STUDY MATERIAL:
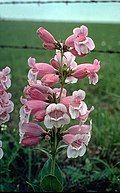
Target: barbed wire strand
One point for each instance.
(66, 2)
(39, 48)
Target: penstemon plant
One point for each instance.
(6, 105)
(44, 102)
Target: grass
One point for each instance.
(99, 168)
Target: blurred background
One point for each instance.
(98, 170)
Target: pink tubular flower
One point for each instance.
(50, 79)
(5, 81)
(39, 69)
(79, 43)
(1, 151)
(56, 116)
(68, 64)
(89, 70)
(49, 41)
(77, 106)
(31, 133)
(57, 92)
(77, 138)
(37, 91)
(6, 105)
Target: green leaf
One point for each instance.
(50, 183)
(46, 170)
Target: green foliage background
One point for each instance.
(98, 170)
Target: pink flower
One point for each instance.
(75, 104)
(79, 42)
(50, 79)
(77, 138)
(5, 81)
(56, 116)
(37, 91)
(30, 133)
(89, 70)
(39, 69)
(66, 64)
(57, 92)
(1, 151)
(49, 41)
(6, 107)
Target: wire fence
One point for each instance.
(40, 48)
(65, 2)
(58, 2)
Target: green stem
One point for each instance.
(29, 164)
(54, 148)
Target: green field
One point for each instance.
(98, 170)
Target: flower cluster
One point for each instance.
(43, 102)
(6, 105)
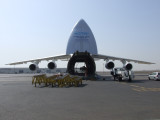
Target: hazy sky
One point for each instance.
(32, 29)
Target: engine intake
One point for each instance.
(52, 65)
(33, 67)
(109, 65)
(128, 66)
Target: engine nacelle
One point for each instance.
(33, 67)
(109, 65)
(128, 66)
(52, 65)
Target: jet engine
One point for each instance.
(109, 65)
(128, 66)
(52, 65)
(33, 67)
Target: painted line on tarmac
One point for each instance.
(141, 88)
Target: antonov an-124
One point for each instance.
(81, 48)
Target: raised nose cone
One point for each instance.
(81, 39)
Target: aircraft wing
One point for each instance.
(105, 57)
(55, 58)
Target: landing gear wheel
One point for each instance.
(120, 79)
(130, 79)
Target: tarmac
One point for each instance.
(94, 100)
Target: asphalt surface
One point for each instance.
(94, 100)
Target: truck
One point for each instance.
(122, 74)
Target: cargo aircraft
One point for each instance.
(81, 48)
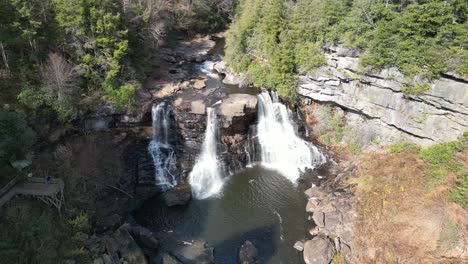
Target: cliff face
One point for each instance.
(377, 101)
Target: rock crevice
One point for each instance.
(439, 114)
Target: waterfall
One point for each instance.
(206, 176)
(280, 147)
(161, 150)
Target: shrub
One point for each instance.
(17, 137)
(459, 193)
(401, 146)
(441, 155)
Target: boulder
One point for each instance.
(199, 84)
(311, 205)
(248, 253)
(232, 79)
(168, 259)
(220, 67)
(299, 245)
(179, 195)
(238, 111)
(98, 123)
(21, 164)
(319, 250)
(122, 247)
(319, 218)
(198, 107)
(315, 193)
(195, 253)
(143, 236)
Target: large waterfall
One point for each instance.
(206, 176)
(160, 148)
(281, 148)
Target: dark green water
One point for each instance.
(256, 204)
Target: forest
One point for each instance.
(273, 41)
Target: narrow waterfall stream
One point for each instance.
(280, 147)
(206, 176)
(264, 203)
(161, 150)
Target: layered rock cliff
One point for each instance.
(376, 101)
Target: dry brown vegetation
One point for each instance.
(402, 220)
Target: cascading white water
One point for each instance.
(161, 150)
(206, 176)
(281, 148)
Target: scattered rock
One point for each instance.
(21, 164)
(196, 253)
(143, 236)
(319, 219)
(198, 107)
(315, 193)
(238, 111)
(311, 205)
(107, 259)
(179, 195)
(232, 79)
(248, 253)
(220, 67)
(168, 259)
(299, 245)
(319, 250)
(99, 123)
(199, 84)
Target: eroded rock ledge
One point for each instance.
(439, 114)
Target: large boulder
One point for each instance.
(232, 79)
(179, 195)
(195, 253)
(198, 107)
(238, 111)
(122, 247)
(248, 253)
(143, 236)
(319, 250)
(168, 259)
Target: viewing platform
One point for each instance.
(50, 193)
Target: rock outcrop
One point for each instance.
(179, 195)
(195, 253)
(439, 114)
(248, 253)
(122, 247)
(319, 250)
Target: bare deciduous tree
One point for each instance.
(59, 78)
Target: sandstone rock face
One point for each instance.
(238, 111)
(232, 79)
(319, 250)
(440, 114)
(122, 247)
(196, 253)
(144, 237)
(248, 253)
(179, 195)
(168, 259)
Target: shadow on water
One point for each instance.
(256, 204)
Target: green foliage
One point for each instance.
(442, 160)
(459, 192)
(335, 132)
(415, 89)
(30, 232)
(16, 136)
(422, 38)
(441, 155)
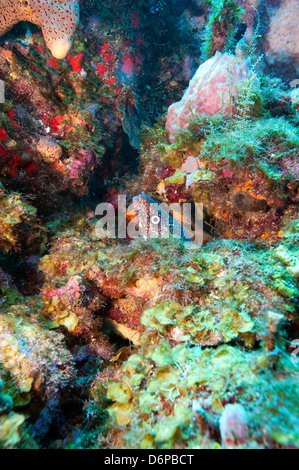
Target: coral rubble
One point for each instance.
(111, 341)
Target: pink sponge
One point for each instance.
(208, 92)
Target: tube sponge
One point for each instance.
(58, 20)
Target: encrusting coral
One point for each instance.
(58, 20)
(146, 343)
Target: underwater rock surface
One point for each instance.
(149, 343)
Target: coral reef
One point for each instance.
(58, 20)
(109, 341)
(209, 92)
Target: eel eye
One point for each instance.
(155, 219)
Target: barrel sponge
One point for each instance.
(57, 18)
(208, 92)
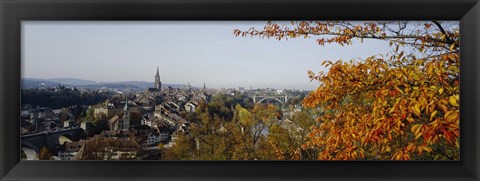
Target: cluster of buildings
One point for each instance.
(160, 112)
(128, 136)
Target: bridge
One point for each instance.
(32, 143)
(282, 99)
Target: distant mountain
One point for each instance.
(34, 82)
(72, 81)
(139, 84)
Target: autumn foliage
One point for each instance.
(403, 105)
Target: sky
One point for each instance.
(185, 51)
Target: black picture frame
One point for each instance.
(12, 12)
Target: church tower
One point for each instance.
(158, 83)
(125, 125)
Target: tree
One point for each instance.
(402, 105)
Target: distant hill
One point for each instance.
(34, 82)
(72, 81)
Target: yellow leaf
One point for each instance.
(452, 47)
(432, 115)
(453, 101)
(440, 91)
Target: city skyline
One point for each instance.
(186, 52)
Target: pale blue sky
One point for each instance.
(185, 51)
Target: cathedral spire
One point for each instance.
(126, 103)
(158, 83)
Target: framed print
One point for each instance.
(192, 90)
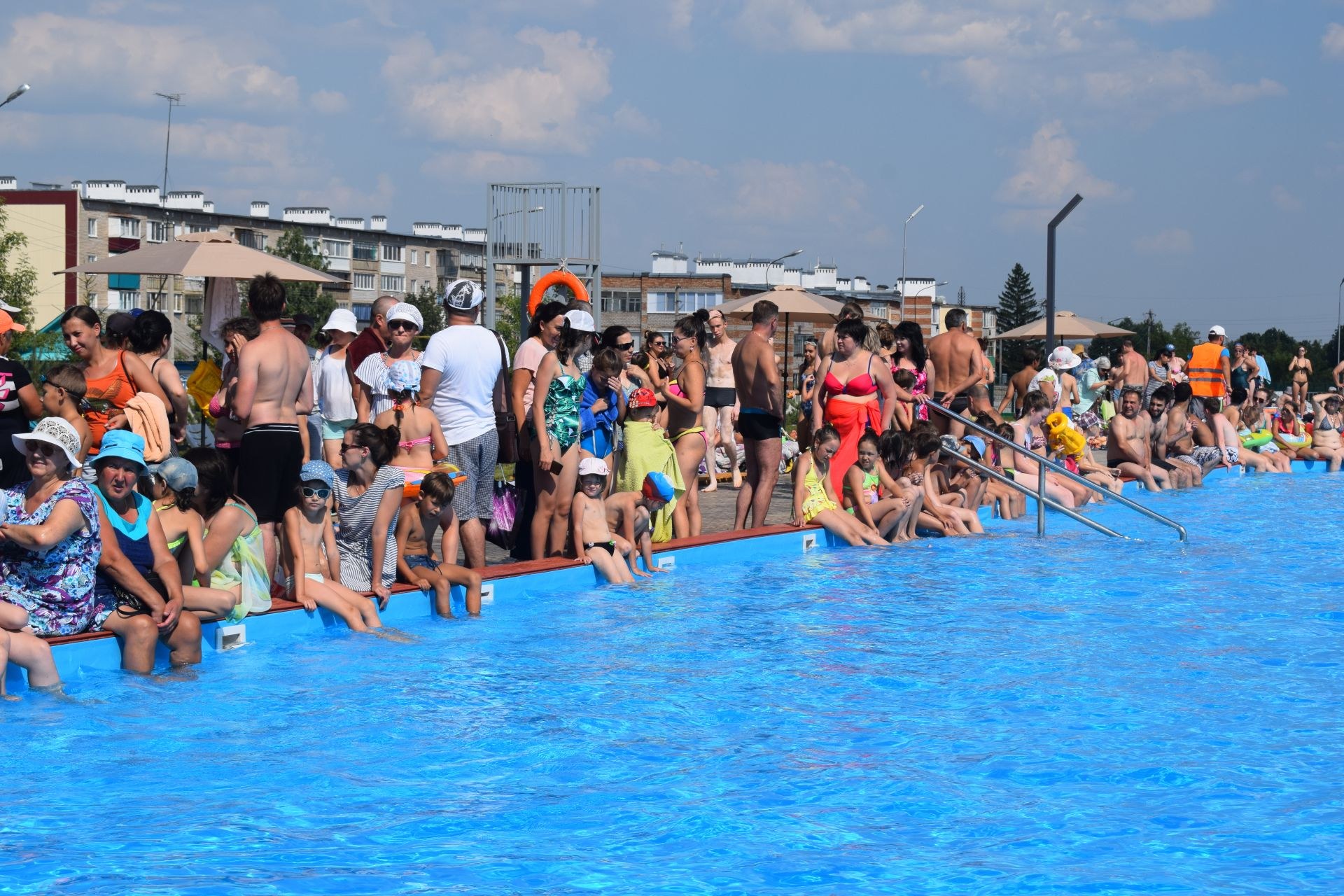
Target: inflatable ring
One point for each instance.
(559, 277)
(1257, 438)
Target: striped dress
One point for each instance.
(355, 538)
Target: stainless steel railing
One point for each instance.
(1058, 468)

TASK STATEMENT:
Where does the string "coral" appear in the records above? Show every line that holds it.

EXERCISE RESULT:
Target: coral rubble
Target: encrusting coral
Target: coral reef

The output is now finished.